- _Work to complete_: Pick out each line in the rows below that contains the word "glove" and copy those lines.

Position annotation records:
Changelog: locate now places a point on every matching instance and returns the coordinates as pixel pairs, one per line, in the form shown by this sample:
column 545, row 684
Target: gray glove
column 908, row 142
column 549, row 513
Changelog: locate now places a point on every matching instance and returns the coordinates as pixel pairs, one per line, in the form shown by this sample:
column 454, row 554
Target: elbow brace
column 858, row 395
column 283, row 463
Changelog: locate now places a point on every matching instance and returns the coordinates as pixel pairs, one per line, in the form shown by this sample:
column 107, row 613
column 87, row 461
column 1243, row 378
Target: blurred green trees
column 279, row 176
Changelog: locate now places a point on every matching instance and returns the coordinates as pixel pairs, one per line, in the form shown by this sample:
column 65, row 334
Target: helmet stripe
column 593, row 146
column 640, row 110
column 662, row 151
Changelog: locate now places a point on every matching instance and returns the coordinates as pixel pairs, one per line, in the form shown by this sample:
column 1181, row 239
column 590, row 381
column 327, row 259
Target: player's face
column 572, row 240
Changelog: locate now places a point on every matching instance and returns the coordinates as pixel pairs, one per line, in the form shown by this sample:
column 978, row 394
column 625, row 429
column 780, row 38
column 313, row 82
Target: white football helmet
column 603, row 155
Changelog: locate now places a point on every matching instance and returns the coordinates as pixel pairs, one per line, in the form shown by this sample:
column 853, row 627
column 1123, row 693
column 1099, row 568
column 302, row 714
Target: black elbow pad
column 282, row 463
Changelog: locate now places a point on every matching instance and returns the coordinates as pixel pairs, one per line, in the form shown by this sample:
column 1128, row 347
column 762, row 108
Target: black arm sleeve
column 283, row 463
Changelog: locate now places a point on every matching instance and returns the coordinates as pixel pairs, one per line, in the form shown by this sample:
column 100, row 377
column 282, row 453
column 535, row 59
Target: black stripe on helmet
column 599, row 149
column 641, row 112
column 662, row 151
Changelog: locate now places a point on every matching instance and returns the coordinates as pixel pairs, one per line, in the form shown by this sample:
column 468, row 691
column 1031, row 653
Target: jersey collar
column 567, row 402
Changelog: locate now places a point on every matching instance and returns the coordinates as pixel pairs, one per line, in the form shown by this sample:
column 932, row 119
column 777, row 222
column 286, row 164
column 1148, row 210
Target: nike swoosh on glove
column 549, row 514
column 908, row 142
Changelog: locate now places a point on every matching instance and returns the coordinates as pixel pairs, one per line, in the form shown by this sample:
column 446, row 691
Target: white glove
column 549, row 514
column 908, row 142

- _In response_:
Target: gray glove
Target: nike swoosh on glove
Target: white glove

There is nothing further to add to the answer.